- **Data for this task**:
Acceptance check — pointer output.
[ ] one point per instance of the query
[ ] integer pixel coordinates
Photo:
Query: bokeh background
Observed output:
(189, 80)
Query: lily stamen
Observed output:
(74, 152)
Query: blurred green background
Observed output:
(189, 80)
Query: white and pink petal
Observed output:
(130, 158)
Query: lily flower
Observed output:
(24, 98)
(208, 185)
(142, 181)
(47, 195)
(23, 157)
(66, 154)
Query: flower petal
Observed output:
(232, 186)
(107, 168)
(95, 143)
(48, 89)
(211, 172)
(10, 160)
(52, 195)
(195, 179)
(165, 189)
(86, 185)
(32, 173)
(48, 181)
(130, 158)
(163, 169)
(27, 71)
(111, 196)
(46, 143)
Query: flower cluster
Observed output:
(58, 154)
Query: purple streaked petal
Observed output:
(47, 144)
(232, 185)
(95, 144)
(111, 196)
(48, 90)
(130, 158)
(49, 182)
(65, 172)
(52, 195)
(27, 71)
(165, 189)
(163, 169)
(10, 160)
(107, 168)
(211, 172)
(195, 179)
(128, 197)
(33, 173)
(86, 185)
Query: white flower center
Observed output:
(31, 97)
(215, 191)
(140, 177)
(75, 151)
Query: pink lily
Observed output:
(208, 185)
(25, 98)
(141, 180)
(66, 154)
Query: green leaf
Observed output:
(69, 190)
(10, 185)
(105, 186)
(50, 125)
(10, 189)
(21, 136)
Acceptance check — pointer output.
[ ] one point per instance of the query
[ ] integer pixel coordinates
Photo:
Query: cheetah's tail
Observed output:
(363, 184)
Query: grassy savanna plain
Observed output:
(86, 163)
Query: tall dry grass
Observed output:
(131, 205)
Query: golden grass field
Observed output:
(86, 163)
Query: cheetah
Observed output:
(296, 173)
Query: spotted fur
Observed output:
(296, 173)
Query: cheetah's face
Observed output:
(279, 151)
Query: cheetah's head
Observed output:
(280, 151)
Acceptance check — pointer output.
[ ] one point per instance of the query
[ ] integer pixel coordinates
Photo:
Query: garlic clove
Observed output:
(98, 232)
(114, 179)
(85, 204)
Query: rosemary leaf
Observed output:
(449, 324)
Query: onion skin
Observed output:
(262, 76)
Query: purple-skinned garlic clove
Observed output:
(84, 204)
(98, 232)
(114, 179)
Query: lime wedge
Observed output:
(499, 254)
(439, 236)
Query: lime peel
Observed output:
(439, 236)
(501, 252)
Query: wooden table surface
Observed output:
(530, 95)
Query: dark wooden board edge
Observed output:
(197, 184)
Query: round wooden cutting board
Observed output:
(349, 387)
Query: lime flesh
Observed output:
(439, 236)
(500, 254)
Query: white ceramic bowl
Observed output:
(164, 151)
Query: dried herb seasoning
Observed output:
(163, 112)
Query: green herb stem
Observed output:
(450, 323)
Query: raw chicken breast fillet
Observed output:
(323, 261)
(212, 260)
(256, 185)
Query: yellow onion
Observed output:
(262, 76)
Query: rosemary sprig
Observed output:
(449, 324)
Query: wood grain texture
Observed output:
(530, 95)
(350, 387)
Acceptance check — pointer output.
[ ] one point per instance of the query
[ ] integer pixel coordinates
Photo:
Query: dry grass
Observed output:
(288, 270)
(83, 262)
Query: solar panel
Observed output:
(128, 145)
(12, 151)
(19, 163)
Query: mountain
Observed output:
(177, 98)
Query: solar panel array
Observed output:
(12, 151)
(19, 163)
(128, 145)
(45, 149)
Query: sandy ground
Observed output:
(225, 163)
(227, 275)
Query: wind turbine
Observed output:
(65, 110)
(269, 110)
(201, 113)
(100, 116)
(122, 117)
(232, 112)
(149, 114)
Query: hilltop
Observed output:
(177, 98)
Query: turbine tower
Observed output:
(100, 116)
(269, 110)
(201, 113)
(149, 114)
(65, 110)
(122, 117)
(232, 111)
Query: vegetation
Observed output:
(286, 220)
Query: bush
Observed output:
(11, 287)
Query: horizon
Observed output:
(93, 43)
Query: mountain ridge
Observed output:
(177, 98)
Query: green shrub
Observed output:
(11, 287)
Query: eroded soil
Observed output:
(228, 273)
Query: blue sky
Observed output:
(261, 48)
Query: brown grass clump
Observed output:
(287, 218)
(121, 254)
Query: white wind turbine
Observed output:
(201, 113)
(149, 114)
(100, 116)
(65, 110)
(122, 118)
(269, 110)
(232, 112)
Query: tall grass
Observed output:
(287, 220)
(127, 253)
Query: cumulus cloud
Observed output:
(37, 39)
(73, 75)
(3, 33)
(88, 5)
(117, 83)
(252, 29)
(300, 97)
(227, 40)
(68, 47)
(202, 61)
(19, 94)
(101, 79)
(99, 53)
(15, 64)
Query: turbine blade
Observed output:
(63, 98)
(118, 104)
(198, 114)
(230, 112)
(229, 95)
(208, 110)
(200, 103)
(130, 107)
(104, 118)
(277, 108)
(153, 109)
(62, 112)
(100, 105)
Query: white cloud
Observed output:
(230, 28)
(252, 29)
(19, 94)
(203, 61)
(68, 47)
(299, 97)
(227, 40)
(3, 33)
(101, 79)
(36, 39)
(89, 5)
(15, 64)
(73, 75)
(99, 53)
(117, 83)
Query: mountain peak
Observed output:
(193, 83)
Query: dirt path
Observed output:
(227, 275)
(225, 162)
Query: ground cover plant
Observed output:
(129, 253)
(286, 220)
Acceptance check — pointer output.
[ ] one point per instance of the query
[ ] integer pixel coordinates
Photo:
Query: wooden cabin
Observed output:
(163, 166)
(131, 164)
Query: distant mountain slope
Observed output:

- **Task statement**: Write out all the data again, exactly as it appears.

- **Answer space**:
Acceptance check — pointer output.
[ ] one point per instance of the query
[ ] integer pixel coordinates
Photo:
Query: bokeh background
Observed output:
(189, 80)
Query: lily stamen
Observed output:
(74, 152)
Query: blurred green background
Observed output:
(189, 80)
Query: white and pink petal
Observed output:
(130, 158)
Query: lily flower
Observed output:
(24, 98)
(208, 185)
(142, 181)
(47, 195)
(23, 157)
(66, 154)
Query: flower petal
Observed output:
(232, 186)
(107, 168)
(95, 143)
(48, 89)
(211, 172)
(10, 160)
(52, 195)
(195, 179)
(165, 189)
(86, 185)
(32, 173)
(48, 181)
(130, 158)
(163, 169)
(27, 71)
(111, 196)
(46, 143)
Query: flower cluster
Observed output:
(58, 154)
Query: purple streaked petal
Observed output:
(47, 144)
(232, 185)
(95, 144)
(111, 196)
(48, 90)
(130, 158)
(49, 182)
(65, 172)
(52, 195)
(27, 71)
(165, 189)
(163, 169)
(10, 160)
(107, 168)
(211, 172)
(195, 179)
(128, 197)
(33, 173)
(86, 185)
Query: white flower center
Observed output:
(31, 97)
(215, 191)
(140, 177)
(75, 151)
Query: pink lily
Observed output:
(208, 185)
(25, 98)
(141, 180)
(66, 154)
Query: green leaf
Observed output:
(69, 190)
(10, 185)
(105, 186)
(50, 125)
(10, 189)
(21, 136)
Acceptance check — pointer output.
[ ] one point per instance of the query
[ ] integer pixel coordinates
Photo:
Query: cheetah's tail
Observed output:
(363, 184)
Query: grassy savanna plain
Observed output:
(86, 163)
Query: tall dry grass
Observed output:
(131, 205)
Query: golden grass field
Observed output:
(86, 163)
Query: cheetah
Observed output:
(296, 173)
Query: spotted fur
Observed output:
(296, 173)
Query: cheetah's face
Observed output:
(279, 151)
Query: cheetah's head
Observed output:
(280, 151)
Acceptance check — pointer output.
[ ] one point per instance of the query
[ ] integer pixel coordinates
Photo:
Query: garlic clove
Observed output:
(98, 232)
(114, 179)
(85, 204)
Query: rosemary leaf
Observed output:
(449, 324)
Query: onion skin
Observed output:
(262, 76)
Query: purple-skinned garlic clove
Observed output:
(84, 204)
(98, 232)
(114, 179)
Query: lime wedge
Observed output:
(499, 254)
(439, 236)
Query: lime peel
Observed output:
(439, 236)
(501, 252)
Query: wooden table surface
Observed output:
(530, 95)
Query: dark wooden board edge
Observed output:
(197, 184)
Query: round wooden cutting board
Observed output:
(349, 387)
Query: lime flesh
Observed output:
(439, 236)
(500, 254)
Query: white ceramic bowl
Observed output:
(164, 151)
Query: dried herb seasoning
Observed output:
(163, 112)
Query: green herb stem
Observed output:
(450, 323)
Query: raw chicken breast fillet
Observed output:
(323, 261)
(212, 260)
(256, 185)
Query: yellow onion
Observed output:
(262, 76)
Query: rosemary sprig
Observed output:
(449, 324)
Query: wood grain texture
Observed output:
(530, 95)
(350, 387)
Acceptance check — pointer output.
[ ] one point per instance of the query
[ ] integer pixel coordinates
Photo:
Query: dry grass
Observed output:
(288, 270)
(83, 262)
Query: solar panel
Observed output:
(128, 145)
(12, 151)
(19, 163)
Query: mountain
Observed output:
(177, 98)
Query: solar panel array
Observed output:
(12, 151)
(19, 163)
(128, 145)
(45, 149)
Query: sandy ground
Observed output:
(225, 163)
(227, 275)
Query: wind turbine
Observed output:
(65, 110)
(269, 110)
(201, 113)
(100, 116)
(122, 117)
(232, 112)
(149, 114)
Query: hilltop
Observed output:
(177, 98)
Query: turbine tower
Observed output:
(100, 116)
(269, 110)
(201, 113)
(149, 114)
(65, 110)
(122, 117)
(232, 111)
Query: vegetation
Observed output:
(286, 220)
Query: bush
Observed output:
(11, 287)
Query: horizon
Observed output:
(93, 43)
Query: mountain ridge
Observed output:
(177, 98)
Query: green shrub
Observed output:
(11, 287)
Query: eroded soil
Observed output:
(228, 273)
Query: blue sky
Observed output:
(261, 48)
Query: brown grass clump
Observed output:
(287, 218)
(121, 254)
Query: white wind turbine
Observed output:
(201, 113)
(149, 114)
(100, 116)
(65, 110)
(122, 118)
(269, 110)
(232, 112)
Query: tall grass
Observed output:
(287, 220)
(127, 253)
Query: cumulus cloud
Observed output:
(37, 39)
(73, 75)
(3, 33)
(88, 5)
(117, 83)
(252, 29)
(300, 97)
(227, 40)
(68, 47)
(202, 61)
(19, 94)
(101, 79)
(99, 53)
(15, 64)
Query: turbine blade
Observed output:
(63, 98)
(118, 104)
(198, 114)
(230, 112)
(229, 95)
(208, 110)
(200, 103)
(130, 107)
(104, 118)
(277, 108)
(153, 109)
(62, 112)
(100, 105)
Query: white cloud
Observed output:
(230, 28)
(252, 29)
(19, 94)
(203, 61)
(68, 47)
(299, 97)
(227, 40)
(3, 33)
(101, 79)
(36, 39)
(89, 5)
(15, 64)
(73, 75)
(99, 53)
(117, 83)
Query: mountain peak
Observed output:
(193, 83)
Query: dirt path
Observed output:
(227, 275)
(225, 162)
Query: ground cover plant
Observed output:
(129, 253)
(286, 220)
Acceptance check — pointer output.
[ ] one point per instance of the query
[ ] integer pixel coordinates
Photo:
Query: wooden cabin
Observed output:
(163, 166)
(131, 164)
Query: distant mountain slope
Observed output:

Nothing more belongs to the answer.